● WHAT TO WORK ON
Copy every one of the items below word for word, and leave the pictures out of your copy.

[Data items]
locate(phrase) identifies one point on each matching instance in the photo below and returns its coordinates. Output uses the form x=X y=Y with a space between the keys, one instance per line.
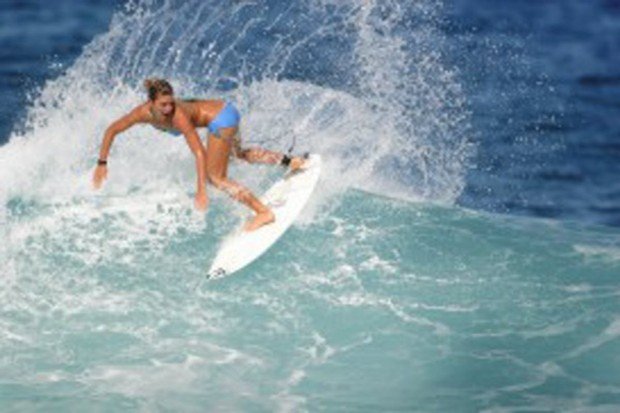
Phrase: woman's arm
x=184 y=124
x=116 y=127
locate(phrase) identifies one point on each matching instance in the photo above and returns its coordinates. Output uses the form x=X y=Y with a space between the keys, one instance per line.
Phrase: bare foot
x=259 y=220
x=297 y=163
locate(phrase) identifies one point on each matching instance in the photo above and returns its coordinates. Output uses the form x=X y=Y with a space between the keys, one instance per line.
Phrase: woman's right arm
x=135 y=116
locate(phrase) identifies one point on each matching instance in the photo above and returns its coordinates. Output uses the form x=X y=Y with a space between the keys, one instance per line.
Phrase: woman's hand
x=100 y=175
x=201 y=202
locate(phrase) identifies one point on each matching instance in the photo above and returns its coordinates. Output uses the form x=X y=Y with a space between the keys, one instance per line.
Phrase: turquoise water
x=375 y=304
x=386 y=295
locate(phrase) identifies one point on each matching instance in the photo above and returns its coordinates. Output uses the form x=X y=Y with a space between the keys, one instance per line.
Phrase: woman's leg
x=218 y=153
x=260 y=155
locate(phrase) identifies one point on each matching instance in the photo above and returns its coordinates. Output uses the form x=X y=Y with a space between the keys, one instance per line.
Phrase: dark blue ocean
x=461 y=254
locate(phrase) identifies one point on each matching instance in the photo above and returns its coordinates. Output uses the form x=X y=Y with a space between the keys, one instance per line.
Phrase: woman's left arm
x=182 y=122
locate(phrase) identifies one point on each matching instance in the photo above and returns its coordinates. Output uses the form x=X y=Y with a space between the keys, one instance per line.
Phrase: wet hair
x=155 y=87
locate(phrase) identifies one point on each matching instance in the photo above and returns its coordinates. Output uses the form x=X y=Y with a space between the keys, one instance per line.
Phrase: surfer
x=181 y=117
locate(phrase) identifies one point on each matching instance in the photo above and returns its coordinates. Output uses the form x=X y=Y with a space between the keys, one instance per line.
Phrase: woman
x=221 y=118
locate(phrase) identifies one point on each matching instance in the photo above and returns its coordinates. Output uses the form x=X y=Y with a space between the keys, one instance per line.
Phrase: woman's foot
x=297 y=163
x=260 y=219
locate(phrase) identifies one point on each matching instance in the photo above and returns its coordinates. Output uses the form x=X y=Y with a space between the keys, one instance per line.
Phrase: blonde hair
x=155 y=87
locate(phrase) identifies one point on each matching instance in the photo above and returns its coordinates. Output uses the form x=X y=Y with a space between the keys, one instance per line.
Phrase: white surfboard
x=286 y=198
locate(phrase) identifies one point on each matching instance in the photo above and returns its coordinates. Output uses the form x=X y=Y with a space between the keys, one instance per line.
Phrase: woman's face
x=164 y=104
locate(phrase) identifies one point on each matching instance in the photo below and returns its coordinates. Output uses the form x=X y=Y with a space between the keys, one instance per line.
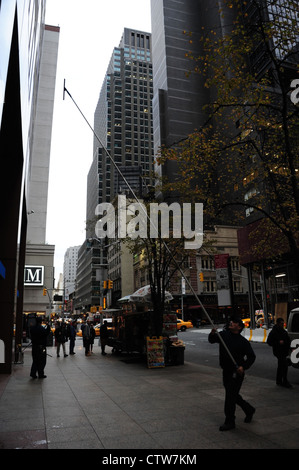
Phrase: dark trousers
x=86 y=344
x=39 y=360
x=72 y=345
x=282 y=370
x=232 y=383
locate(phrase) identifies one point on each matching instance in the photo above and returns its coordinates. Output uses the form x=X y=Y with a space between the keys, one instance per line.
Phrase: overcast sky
x=89 y=31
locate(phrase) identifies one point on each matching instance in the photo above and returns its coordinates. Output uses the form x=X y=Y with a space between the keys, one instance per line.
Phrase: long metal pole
x=165 y=245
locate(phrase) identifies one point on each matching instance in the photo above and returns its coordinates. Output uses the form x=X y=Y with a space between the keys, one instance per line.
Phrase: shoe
x=248 y=416
x=227 y=427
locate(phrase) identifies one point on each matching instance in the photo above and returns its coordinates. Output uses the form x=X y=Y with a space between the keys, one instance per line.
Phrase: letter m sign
x=34 y=276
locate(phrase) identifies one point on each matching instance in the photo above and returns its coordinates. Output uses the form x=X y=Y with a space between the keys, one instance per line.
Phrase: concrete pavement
x=109 y=402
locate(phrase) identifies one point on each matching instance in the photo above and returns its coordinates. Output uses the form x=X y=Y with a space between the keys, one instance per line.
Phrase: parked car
x=183 y=325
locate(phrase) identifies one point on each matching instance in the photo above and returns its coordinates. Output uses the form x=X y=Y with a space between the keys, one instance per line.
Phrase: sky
x=89 y=31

● RESPONSE
locate(phrase) identifies one point on each matching instance in the photo below and returns its coordinates. Output uses the form x=X y=Y with a space between the keys, one instance per line.
Phrase: woman's arm
x=184 y=124
x=116 y=127
locate(phrase) identifies one point on each matching instance in the photo above and returns its coordinates. Output uses the form x=X y=Y with a space between the keys, one instance per line.
Phrase: bare foot
x=259 y=220
x=297 y=163
locate(phrase) identifies one point on each matching instance in the photo above and returns its coordinates. Output uses the form x=X y=Y with a space between the keys, one instance per line.
Phrase: woman's right arm
x=135 y=116
locate(phrase) identifies one point on each matching instance in the photo above and returns its coordinates. Output uses the form x=X y=Y with a space between the keys, one instance per line.
Phrase: woman's hand
x=100 y=175
x=201 y=202
locate(phrase) identifies one point on each matching instance in the photo above and returns its coordinates. Output uses the form x=X y=Y with a space between the keys, one instance per line.
Phrase: turquoise water
x=375 y=304
x=386 y=295
locate(phrase) identifies one point on each matching instance in the photo above and returns its coordinates. Output uses the form x=X y=Y with a space between the keys, one instance per line.
Phrase: woman's leg
x=218 y=153
x=260 y=155
locate(phrase) identifies one point on each matching instance in the photo above and returns its coordinates. Output uses the form x=X y=Y with a space between the keys, one instance per line.
Phrase: dark blue ocean
x=461 y=254
locate(phrase) identifies one point on each matching instance in the photo above and returns its coordinates. Output uses the form x=X y=Y with a space between the keys, one instance per line.
Phrase: woman's left arm
x=182 y=122
locate(phrase) identifies one point on each matching instance in the photo above and returns its coordinates. Output uses the form x=X y=Y with a space between the keys, one instance per line.
Phrase: wet hair
x=155 y=87
locate(phrase) identifies one point on each matching instance in the photo above and returns its coordinates. Output uses the form x=X y=Y with a space between the keys, one instance per line.
Phrase: surfer
x=181 y=117
locate(phrase) identifies one point on each matching instance in the photo above and returns its coordinates. Output uses the form x=X y=Y with a space between the keys, one instance per line.
Phrase: woman
x=221 y=118
locate(phrase) identifies one point on each matching instance in the photo above and returns its coordinates. Output uses the form x=X y=Y with a space between the keys, one instance per line.
Phrase: woman's foot
x=297 y=163
x=260 y=219
locate(phrase) identifies one point on each matching instance in the photo above and returns its coordinates. Output uses the form x=X y=Y with a space between the keys, one instance per line.
Phrase: blonde hair
x=155 y=87
locate(phrase) identifies one point on each matching instance in the photo above and returns its coordinates. Output uses the form x=X y=Y with a space between the keys, one instance per line.
Phrase: white surfboard
x=286 y=198
locate(phrase) identifies one point on each matching instance in the photo above and returns its coordinates. Output uses the form x=X y=Y with a space between the keys, one instance per line.
Phrase: woman's face
x=164 y=104
locate(phrase) identifies one point on each matching instance in the photo below and returns its coordinates. Output uses the form x=X y=Y with a space between the keys, one instance per line.
Phrase: dark trousers
x=86 y=344
x=39 y=360
x=72 y=345
x=282 y=370
x=232 y=383
locate(phrase) identifies one point on each matching instance in the photo above and returns its coordinates. Output uses the form x=X y=Y with a space between the keys, one instance per line.
Phrase: overcast sky
x=89 y=31
locate(phrase) identifies one point on each matching instance in the photo above and returns its coordinates. Output uses the form x=X y=Y with a space between the keys, one instance per line.
Phrase: long metal pole
x=165 y=245
locate(phrase) identifies one point on each matching instance in the photo above and returns its coordinates. Output uses the form x=X y=Y with a space between the keys, one instance per line.
Phrase: shoe
x=248 y=416
x=227 y=427
locate(phrase) identifies one point on each matching instance in the photo above and returns its coordinates. Output uses the form x=X y=Y with a space between the keys, one instance per line.
Phrase: letter m sign
x=34 y=276
locate(phrase) identifies one point on each matching instance in the photo above and returns its coordinates. Output uses the form x=X y=Y with a space between the keys, one instance per line.
Phrase: concrete pavement
x=109 y=402
locate(phrase) identifies one point on each matching instance in the photo above and returns its coordinates. Output uses the form x=X y=Y with a space between the keys, one instance per line.
Phrase: parked car
x=183 y=325
locate(phrase) identifies one point on each matching instance in the photo above and returns its coordinates. Output uses the form x=X y=Y with a space between the keys, one instance per line.
Phrase: sky
x=89 y=31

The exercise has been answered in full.